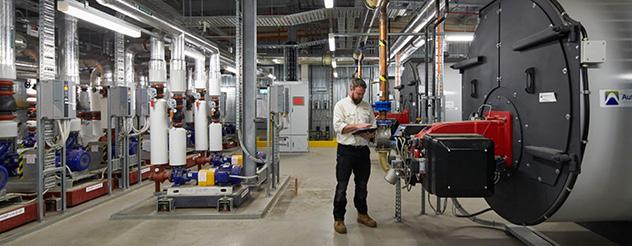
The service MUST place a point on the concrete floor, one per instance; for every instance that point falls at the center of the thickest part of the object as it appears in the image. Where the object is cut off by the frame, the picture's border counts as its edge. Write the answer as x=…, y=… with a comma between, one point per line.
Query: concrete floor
x=297, y=220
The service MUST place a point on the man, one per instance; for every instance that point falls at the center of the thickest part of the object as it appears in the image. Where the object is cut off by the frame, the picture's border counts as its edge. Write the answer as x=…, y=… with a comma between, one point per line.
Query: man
x=351, y=114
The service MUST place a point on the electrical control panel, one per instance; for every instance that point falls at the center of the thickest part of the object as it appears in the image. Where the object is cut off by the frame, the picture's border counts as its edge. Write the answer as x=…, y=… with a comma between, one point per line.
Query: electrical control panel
x=120, y=96
x=142, y=102
x=278, y=99
x=57, y=100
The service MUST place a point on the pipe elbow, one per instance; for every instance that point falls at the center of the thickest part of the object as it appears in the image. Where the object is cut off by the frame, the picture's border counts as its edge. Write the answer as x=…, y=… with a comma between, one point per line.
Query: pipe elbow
x=383, y=160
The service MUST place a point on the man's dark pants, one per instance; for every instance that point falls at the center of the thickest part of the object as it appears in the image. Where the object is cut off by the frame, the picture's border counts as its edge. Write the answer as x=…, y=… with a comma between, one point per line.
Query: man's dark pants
x=356, y=160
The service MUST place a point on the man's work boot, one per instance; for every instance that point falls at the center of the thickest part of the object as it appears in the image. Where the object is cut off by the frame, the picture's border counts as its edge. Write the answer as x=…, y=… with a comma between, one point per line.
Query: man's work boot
x=366, y=220
x=339, y=226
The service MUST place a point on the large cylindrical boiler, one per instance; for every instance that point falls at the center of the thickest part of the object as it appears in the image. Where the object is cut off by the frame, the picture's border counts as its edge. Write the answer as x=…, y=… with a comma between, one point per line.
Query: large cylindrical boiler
x=571, y=137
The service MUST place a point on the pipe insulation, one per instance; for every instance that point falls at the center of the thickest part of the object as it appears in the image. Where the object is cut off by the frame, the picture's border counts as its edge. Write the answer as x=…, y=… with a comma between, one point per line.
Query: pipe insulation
x=214, y=75
x=215, y=137
x=201, y=123
x=130, y=78
x=119, y=59
x=177, y=66
x=157, y=64
x=199, y=80
x=70, y=50
x=7, y=37
x=158, y=135
x=177, y=151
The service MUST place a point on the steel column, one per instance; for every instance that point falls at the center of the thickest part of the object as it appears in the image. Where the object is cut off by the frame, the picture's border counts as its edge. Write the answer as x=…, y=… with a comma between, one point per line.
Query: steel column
x=248, y=72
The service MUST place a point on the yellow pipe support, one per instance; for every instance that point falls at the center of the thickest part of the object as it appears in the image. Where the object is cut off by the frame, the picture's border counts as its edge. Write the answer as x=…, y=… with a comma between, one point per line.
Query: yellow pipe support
x=383, y=159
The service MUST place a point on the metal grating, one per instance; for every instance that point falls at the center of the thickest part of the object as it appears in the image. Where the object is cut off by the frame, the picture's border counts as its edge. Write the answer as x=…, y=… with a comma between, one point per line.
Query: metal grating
x=48, y=66
x=280, y=20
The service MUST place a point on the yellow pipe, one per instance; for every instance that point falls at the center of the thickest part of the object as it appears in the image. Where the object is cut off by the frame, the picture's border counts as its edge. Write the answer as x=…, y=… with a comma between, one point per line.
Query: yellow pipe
x=383, y=158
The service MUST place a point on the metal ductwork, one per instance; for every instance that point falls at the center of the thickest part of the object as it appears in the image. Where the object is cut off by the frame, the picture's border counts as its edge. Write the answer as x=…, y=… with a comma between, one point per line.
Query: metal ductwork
x=145, y=15
x=425, y=17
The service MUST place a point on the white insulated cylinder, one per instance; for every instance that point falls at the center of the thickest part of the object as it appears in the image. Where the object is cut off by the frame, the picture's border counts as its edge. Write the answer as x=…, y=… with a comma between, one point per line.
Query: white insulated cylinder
x=177, y=147
x=215, y=137
x=201, y=121
x=159, y=132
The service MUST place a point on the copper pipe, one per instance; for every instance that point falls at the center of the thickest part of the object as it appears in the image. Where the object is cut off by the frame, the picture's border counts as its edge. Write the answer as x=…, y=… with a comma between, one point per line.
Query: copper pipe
x=383, y=54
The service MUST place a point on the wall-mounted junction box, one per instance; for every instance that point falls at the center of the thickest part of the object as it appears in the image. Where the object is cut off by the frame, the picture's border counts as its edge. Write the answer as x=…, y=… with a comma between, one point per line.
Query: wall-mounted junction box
x=57, y=100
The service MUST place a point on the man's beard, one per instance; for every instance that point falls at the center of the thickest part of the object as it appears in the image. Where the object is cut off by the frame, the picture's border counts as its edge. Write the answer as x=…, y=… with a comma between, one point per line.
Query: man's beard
x=356, y=101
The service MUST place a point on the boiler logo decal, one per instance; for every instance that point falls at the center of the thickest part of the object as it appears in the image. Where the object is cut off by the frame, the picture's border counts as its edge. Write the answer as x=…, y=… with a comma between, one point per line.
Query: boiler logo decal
x=615, y=98
x=612, y=98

□ □ □ □

### Exercise instructions
Go back to the data above and please quote exactly, and only, the lines from the line with "The service MUST place a point on the wall-mounted" through its last line.

### Result for this task
The service MUST place a point on the wall-mounted junction box, one per instance; for every instance that point falls at the center of the thickest part of the object as it appears in the image. Where the object is cut off by the frame, the picture's border counts as its edge. Write the answer as x=…, y=… with a comma between, one point per line.
Query: wall-mounted junction box
x=57, y=100
The service MUST place a point on the man's beard, one per instance; for every instance that point falls at the center of the thickest part of the object as it appears in the image. Where the object is cut off by the frame, the picture's border counts as its edge. Write the answer as x=…, y=… with a comma between, one point per line.
Query: man's beard
x=356, y=101
The service MUST place a point on the boiler logo decal, one per instance; for every instance that point falls at the center of the thickest part of the object as it appears in the image. Where the object is cut off by the frame, the picture's border counts as its edge. Write the answer as x=…, y=… with a comma between, one point per line.
Query: boiler logo decal
x=615, y=98
x=612, y=98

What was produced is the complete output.